TASK STATEMENT
I need each line of the entries below that includes the string "block".

Records excerpted from a collection
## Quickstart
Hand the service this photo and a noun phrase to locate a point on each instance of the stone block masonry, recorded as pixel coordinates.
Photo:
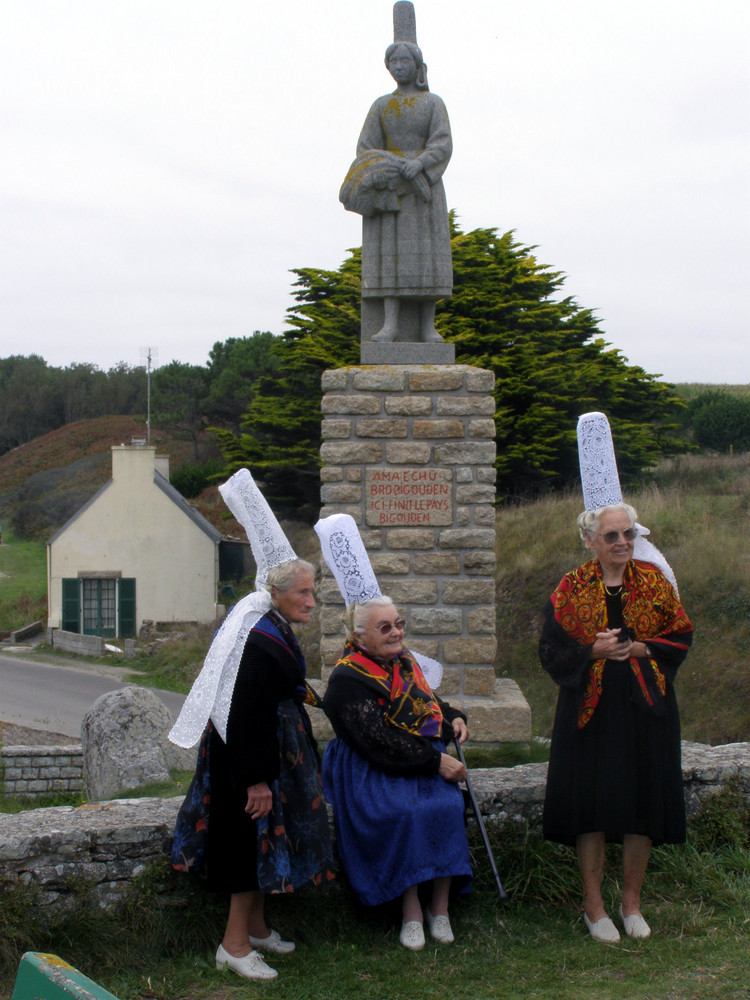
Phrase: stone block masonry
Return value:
(108, 844)
(41, 770)
(408, 451)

SOLVED EXERCISE
Hand the service this photo and a noun phrase to locate a point on each instance of the stone block masonry, recorded as pixel coordinates.
Phrase: stone block masonry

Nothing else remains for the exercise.